Replace "instance" with "occurrence" everywhere in the material below and leave every other word as it stands. Omit the pictures from your answer.
>> Start Dataset records
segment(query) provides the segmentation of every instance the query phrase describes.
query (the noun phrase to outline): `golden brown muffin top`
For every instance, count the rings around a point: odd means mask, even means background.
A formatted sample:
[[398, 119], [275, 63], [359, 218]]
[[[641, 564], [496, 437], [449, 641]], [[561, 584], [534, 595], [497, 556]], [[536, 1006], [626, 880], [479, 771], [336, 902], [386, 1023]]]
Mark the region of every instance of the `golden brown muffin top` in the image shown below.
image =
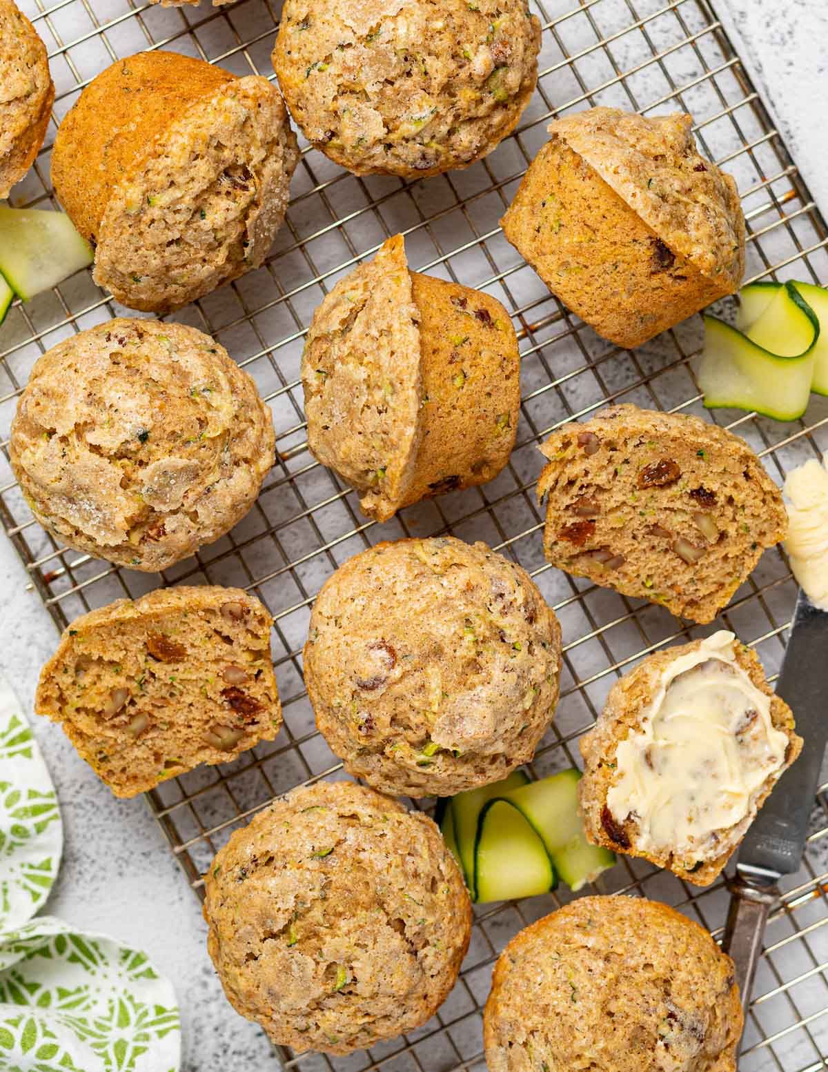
>> End Dataset records
▸ Final answer
segment(query) provides the segmentation of every occurrence the query phrase describes.
query (the noun phrase to outline): `golden brown muffin top`
For every occurrence, count the rings around a point: odd means mask, even means background.
A formatted sample:
[[398, 119], [275, 63], [359, 218]]
[[[641, 564], [496, 437], [449, 641]], [[561, 584], [534, 595], [497, 556]], [[536, 1006], [626, 880], [479, 771], [336, 902], [386, 1023]]]
Mark the region of every occurrence of the `golden brown muffin top` in the image shown below.
image =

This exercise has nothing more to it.